▸ TEXT SEGMENT

────────────────────────────────────────

LanguageTool 5.5 Slower than 4.5

I recently decided to try to update the version of LangauageTool I was using from 4.5 to 5.5. 5.5 seems to be almost 20 times slower than 4.5 when being used for automated requests.
Is there something that I am missing?

The python code that I was using to verify this is below

from pylanguagetool import api
import time
import os
import sys

start = time.perf_counter()
for i in range(0, 100):
	api.check("Test Text", "http://127.0.0.1:8081/v2/", lang='en-US')
	
print(f'LanguageTool took {time.perf_counter() - start}')

Things you can try:

  • Don’t time the first 3-6 iterations, they tend to be slow
  • Set cacheSize in the config file which you specify with --config ... when starting the server

Do you have a suggestion for the cacheSize? The values that I have tried aren’t seeming to change much.

────────────────────────────────────────

▸ COLLECTED MATERIAL
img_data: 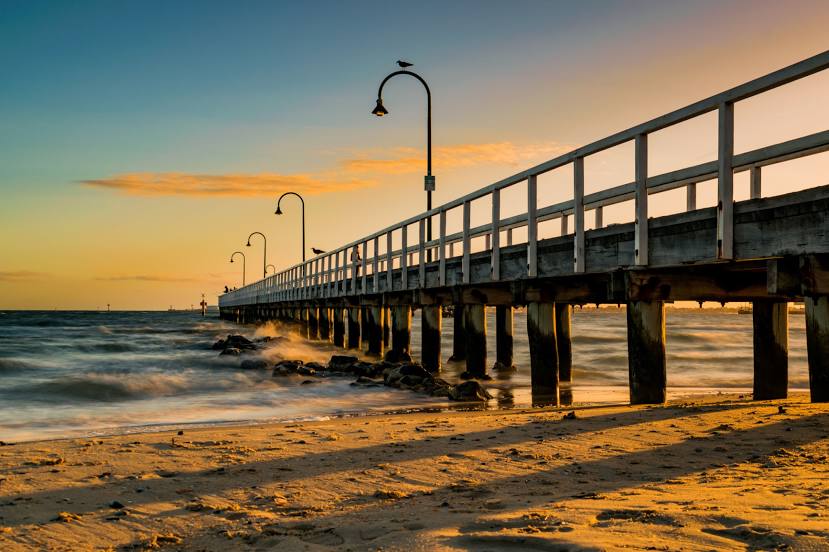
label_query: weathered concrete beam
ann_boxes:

────────────────────────────────────────

Reproduce the forum thread on LanguageTool 5.5 running slower than 4.5 in full, word for word, including its code.

LanguageTool 5.5 Slower than 4.5

I recently decided to try to update the version of LangauageTool I was using from 4.5 to 5.5. 5.5 seems to be almost 20 times slower than 4.5 when being used for automated requests.
Is there something that I am missing?

The python code that I was using to verify this is below

from pylanguagetool import api
import time
import os
import sys

start = time.perf_counter()
for i in range(0, 100):
	api.check("Test Text", "http://127.0.0.1:8081/v2/", lang='en-US')
	
print(f'LanguageTool took {time.perf_counter() - start}')

Things you can try:

  • Don’t time the first 3-6 iterations, they tend to be slow
  • Set cacheSize in the config file which you specify with --config ... when starting the server

Do you have a suggestion for the cacheSize? The values that I have tried aren’t seeming to change much.